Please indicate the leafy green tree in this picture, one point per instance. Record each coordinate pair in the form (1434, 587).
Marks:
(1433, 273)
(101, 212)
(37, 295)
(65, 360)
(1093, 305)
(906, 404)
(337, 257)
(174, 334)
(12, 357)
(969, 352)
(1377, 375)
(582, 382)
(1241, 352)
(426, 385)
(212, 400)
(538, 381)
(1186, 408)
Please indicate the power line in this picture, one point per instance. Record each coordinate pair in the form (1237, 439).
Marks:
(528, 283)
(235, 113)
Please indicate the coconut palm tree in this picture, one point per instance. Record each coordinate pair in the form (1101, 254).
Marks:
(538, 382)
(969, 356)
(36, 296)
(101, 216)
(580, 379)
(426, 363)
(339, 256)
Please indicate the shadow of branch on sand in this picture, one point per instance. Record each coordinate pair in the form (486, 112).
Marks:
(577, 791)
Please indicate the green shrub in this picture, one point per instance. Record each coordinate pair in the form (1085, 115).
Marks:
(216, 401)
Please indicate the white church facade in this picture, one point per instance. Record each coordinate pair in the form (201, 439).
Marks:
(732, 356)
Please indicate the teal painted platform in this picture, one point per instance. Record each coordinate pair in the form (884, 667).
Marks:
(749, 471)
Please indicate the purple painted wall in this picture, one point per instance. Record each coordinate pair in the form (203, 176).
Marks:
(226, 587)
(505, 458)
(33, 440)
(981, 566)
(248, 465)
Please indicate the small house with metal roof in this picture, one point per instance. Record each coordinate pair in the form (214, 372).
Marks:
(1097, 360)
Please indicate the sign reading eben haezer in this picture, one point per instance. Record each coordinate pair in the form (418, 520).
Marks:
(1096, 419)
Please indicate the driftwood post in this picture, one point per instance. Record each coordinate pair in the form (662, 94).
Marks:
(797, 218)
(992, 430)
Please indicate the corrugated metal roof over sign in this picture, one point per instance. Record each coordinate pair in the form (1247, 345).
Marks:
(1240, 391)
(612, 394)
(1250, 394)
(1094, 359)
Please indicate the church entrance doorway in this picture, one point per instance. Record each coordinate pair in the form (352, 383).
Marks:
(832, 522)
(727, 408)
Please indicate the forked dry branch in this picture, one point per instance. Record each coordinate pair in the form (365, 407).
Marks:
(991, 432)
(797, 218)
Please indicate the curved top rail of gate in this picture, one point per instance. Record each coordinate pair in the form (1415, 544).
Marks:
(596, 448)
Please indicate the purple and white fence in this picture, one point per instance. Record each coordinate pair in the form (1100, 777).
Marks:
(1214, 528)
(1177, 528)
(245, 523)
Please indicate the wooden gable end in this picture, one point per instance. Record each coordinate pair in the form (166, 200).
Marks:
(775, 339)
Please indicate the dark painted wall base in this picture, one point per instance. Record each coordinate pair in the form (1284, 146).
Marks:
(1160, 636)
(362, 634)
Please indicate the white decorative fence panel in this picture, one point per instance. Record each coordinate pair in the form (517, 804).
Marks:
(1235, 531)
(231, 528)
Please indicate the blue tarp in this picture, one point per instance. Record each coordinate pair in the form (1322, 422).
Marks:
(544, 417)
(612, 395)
※ ※ ※
◆ Task requirements:
Copy all the lines, exactly.

◆ Exercise output:
Please indicate the leafy green tree in this picture, one point per instance. Record each coordinate pair in the form (1434, 587).
Marks:
(1433, 273)
(101, 212)
(37, 295)
(65, 360)
(1093, 305)
(906, 404)
(337, 257)
(174, 334)
(12, 357)
(969, 352)
(1377, 375)
(582, 382)
(1241, 352)
(426, 385)
(212, 400)
(538, 381)
(1186, 408)
Please indicate the power line in this picture, one point per instance. Record each coordinate pair in the form (1237, 439).
Marks:
(528, 283)
(235, 113)
Please indicate the coconut palm tree in this picture, one point per instance. Record each coordinate pair in the form (1101, 254).
Marks:
(538, 382)
(969, 356)
(36, 296)
(101, 216)
(580, 379)
(426, 363)
(339, 256)
Please indicate the shadow of branch on sand in this picture, one point per instance. Record each coordinate pair in the form (486, 112).
Marks:
(577, 791)
Please indicate the green shrub in this picture, one point per instance. Record each coordinate pair in the form (1085, 115).
Marks:
(216, 401)
Please indicate the white church facade in this picture, one point per instance. Record each coordinate pair in the form (201, 439).
Marks:
(732, 356)
Please indicate the teal painted platform in this picture, one point per instance. Record each coordinate pair in the form (884, 667).
Marks:
(749, 471)
Please indicate the purple painted wall in this picture, one point per instance. Record each coordinate pair in the form (203, 176).
Marks:
(226, 587)
(505, 458)
(33, 440)
(981, 566)
(248, 465)
Please indicate the small house with metal roof in this picture, one point per instance. Record each coordinate pair in the form (214, 372).
Marks:
(1097, 360)
Please indicate the sign reading eben haezer in this picture, one point per instance. Record each coordinate pair in the form (418, 520).
Marks:
(1096, 419)
Please indicate the driftwood post in this picture, one point per instance. Record each coordinate pair in the form (662, 94).
Marks:
(797, 218)
(992, 430)
Please indicate the corrugated metal roof over sign in this picture, one point per instance. Record each coordinate pair in the form (1247, 345).
Marks:
(1240, 391)
(612, 394)
(1250, 394)
(1094, 359)
Please indicate the church entrance doorway in this picture, one point per instance. Record each coordinate pair in the form (352, 383).
Marks:
(832, 522)
(727, 408)
Please indicate the forked dry branch in this picture, one point per instance. Record each coordinate pair in the form (365, 407).
Marks:
(991, 432)
(797, 218)
Please indicate the curved top rail of gate in this picture, one point per instance. Record each coordinate pair in the form (1415, 544).
Marks:
(596, 448)
Please indicate the purple and white fence in this picture, one point per instance. Record each coordinate pair in the form (1100, 777).
Marks:
(1214, 528)
(1177, 528)
(245, 523)
Please indicate the wooden gable end in this picture, one point per instance. Record each coordinate pair in the form (166, 200).
Marks:
(775, 339)
Please indicate the dark painted wall base in this picture, one point per instance. Record each coordinate pair in the form (1284, 146).
Marks:
(1160, 636)
(362, 634)
Please indicate the white decorative fence panel in this picture, one point per instance. Record each coordinate pair in the form (517, 804).
Marks:
(1235, 531)
(231, 528)
Please indicate the blue tarp in this picture, one point per instance. Record each coordinate pair in the form (1322, 422).
Marks:
(544, 417)
(612, 395)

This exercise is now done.